#### Selected excerpt ####

Determination of cleanroom cleanliness through airborne particle monitoring: Should we be using faster flow rate particle counters?
- Can faster flow rate particle counters be used in environments with higher particle counts?
- There is no statistical significant difference between results of the slower flow rate particle counters and the faster flow rate particle counters.
- Faster flow rate particle counters can be used in different graded clean rooms and will significantly reduce environmental monitoring times.
The concentration of airborne particles is determined by the use of light scattering (discrete) airborne particle counters (LSAPC). Faster flow rate particle counters can reduce the time spent testing and therefore reduce the disruption to work flow and manufacturing. However there is evidence to suggest the faster flow rates may not produce accurate results in environments where there is a higher amount of particles. During operation of the particle counter within areas of high particle counts such as a GMP grade D room, the sensor can over concentrate which causes pairs of smaller particles to be counted as one larger particle. This could result in the faster flow rate particle counters being unsuitable for use in grade D units.
The established null hypothesis was that the faster flow rate will not have any significant statistical effect on the data produced. Two particle counters were tested, the Climet cl-550 with the slower air flow rate of 1 cubic foot per minute (1 cfm) and the Climet cl-754 with the faster air flow rate of 75 litres per minute. The particle counters were both set up under a general AHU room inlet that was non HEPA filtered to replicate grade D conditions. 10L samples were chosen as during typical grade D/C testing the particle counters are set up to measure airborne particle counts in 10L samples. The particle counters record the time that each sample was taken and recorded. At the end both set of samples can be used to calculate the time each sampler takes to sample the same amount of air.
The mean and the standard deviation were calculated for each of the 30 samples Fig. 1. A paired 2 tailed T- test was then carried out on the data.
The t-statistical value calculated from the standard deviation and mean was 1.360 which was below the t-critical value which was calculated at 2.002. Therefore the null hypothesis is accepted and it was found that the faster flow rate will not have any significant statistical effect on the data produced. The Climet cl-550 takes 21 seconds to sample 10 litres of air and the Climet cl- 754 takes 8 seconds to sample 10 litres of air.
The LSAPCs that have a flow rate of 1cfm take 35 minutes to sample 10 100L samples which would be typical of one isolator hatch. This means it could take roughly a total of 1 hour and 45 minutes to complete ‘at rest’ testing of one isolator. An entire unit may not be able to manufacture at all for a whole day during routine annual testing which is not ideal for such busy units who are already under a lot of pressure. The LSAPCs that have a flow rate of 75L per minute would roughly take 40 minutes to complete ‘at rest’ testing which is a full hour less than the slower 1cfm flow rate particle counters. There is not a significant statistical difference between the slower rate particle counter and the faster rate particle counter. Therefore using the faster flow rate particle counters can dramatically reduce time spent testing the clean room and clean air devices for airborne particle contamination and therefore reduce the disruption to manufacturing.
“Quality Assurance of Aseptic Preparation Services” 4th Edition Ed. A. M. Beaney, Pharmaceutical Press 2006 ISBN o 853696152.
BS EN ISO 14644-1: 2015 Clean Rooms and Associated Controlled Environments Part 1: Classification of air cleanliness by particle concentration.
BS EN ISO 14644-2: 2015 Clean Rooms and Associated Controlled Environments Part 2: Monitoring to provide evidence of cleanroom performance related to air cleanliness by particle concentration.
Clean Air and Containment Review ISSN 2042-3268 Issue 31: July 2017.

####

:: Tasks to perform ::
**1.** Using the particle counter article, decide whether each statement agrees with it. Answer yes or no for each, and quote the deciding words: (a) The Climet cl-754 is the counter with the faster air flow rate. (b) The calculated t-statistical value was higher than the t-critical value. (c) The counters were placed under a HEPA-filtered inlet.
**2.** According to the particle counter article, how long does the Climet cl-550 take to sample 10 litres of air?
**3.** Rewrite as a short list the paragraph of the particle counter article that begins "The established null hypothesis was", keeping its main facts.
You won't need the records for the tasks on the particle counter article.

#### Supplied data ####

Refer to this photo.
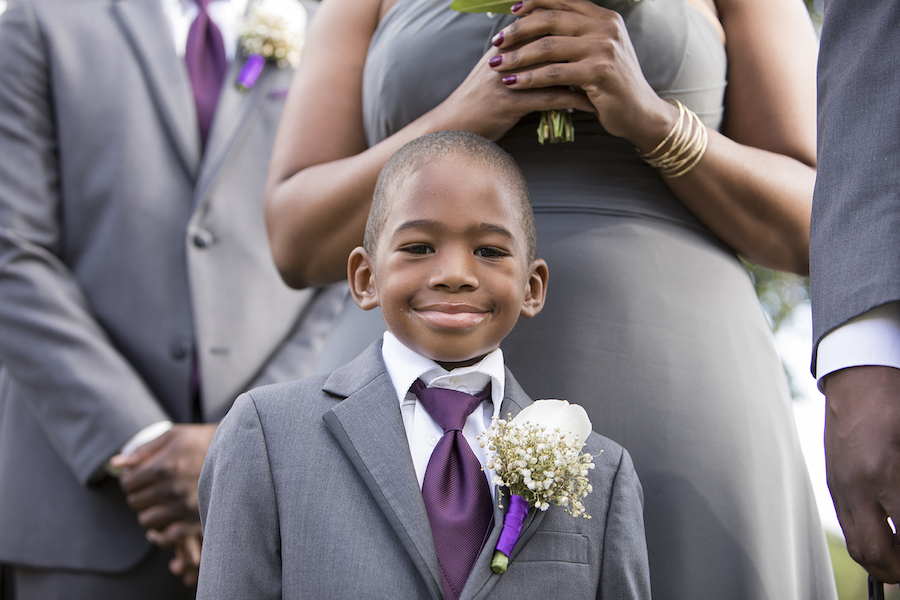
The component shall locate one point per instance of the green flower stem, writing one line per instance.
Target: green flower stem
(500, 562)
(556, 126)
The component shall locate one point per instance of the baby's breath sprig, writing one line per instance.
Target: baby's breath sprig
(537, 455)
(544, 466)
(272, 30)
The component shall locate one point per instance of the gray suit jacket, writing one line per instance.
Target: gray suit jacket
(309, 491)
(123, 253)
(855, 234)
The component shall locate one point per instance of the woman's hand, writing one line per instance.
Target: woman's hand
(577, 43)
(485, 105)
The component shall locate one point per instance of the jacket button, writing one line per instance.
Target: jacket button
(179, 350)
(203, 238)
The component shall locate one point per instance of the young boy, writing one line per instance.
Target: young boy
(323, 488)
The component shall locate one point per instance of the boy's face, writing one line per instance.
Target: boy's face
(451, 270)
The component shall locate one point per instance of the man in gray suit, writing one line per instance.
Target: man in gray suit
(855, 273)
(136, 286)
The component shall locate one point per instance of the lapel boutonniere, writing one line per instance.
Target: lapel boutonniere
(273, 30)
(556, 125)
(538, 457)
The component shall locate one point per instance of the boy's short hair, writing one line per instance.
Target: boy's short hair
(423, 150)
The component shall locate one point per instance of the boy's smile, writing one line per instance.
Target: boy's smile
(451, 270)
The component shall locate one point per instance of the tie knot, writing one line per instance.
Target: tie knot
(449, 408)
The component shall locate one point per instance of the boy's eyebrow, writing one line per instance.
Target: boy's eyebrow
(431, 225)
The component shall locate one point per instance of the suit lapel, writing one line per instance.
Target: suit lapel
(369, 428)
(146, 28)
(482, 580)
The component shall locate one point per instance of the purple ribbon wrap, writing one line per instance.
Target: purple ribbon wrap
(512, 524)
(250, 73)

####
#### Supplied data ####

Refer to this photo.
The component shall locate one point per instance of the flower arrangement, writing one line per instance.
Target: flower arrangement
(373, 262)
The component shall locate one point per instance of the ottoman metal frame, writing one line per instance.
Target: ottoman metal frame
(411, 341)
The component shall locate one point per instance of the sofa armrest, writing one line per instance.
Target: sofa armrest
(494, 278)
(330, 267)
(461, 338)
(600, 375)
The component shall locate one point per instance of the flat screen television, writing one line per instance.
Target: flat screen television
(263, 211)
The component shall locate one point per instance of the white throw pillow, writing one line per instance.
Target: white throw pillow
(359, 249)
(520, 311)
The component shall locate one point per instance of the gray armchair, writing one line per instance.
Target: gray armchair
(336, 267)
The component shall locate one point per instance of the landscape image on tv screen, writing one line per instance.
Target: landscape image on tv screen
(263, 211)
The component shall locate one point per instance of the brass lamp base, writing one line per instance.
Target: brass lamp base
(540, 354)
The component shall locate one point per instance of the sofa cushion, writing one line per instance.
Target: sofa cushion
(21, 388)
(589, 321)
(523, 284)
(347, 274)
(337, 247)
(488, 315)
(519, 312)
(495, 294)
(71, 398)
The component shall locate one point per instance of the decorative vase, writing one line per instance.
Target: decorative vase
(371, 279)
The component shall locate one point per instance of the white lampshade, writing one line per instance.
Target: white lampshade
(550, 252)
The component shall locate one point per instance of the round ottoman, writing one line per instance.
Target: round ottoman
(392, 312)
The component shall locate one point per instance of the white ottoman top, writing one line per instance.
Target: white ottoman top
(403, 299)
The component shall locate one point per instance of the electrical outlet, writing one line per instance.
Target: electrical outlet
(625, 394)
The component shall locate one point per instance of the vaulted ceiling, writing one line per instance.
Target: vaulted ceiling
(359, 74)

####

:: Set of answers ::
**1.**
(a) Yes: "the Climet cl-754 with the faster air flow rate of 75 litres per minute"
(b) No: "was 1.360 which was below the t-critical value which was calculated at 2.002"
(c) No: "a general AHU room inlet that was non HEPA filtered"

**2.** 21 seconds.

**3.**
- Null hypothesis: the faster flow rate would have no significant statistical effect on the data.
- Two counters were tested: the Climet cl-550 at 1 cubic foot per minute (slower) and the Climet cl-754 at 75 litres per minute (faster).
- Both were set up under a non-HEPA-filtered general AHU room inlet to replicate grade D conditions.
- 10L samples were used, as in typical grade D/C testing.
- The counters recorded when each sample was taken, so both sets of samples could be used to calculate how long each counter takes to sample the same amount of air.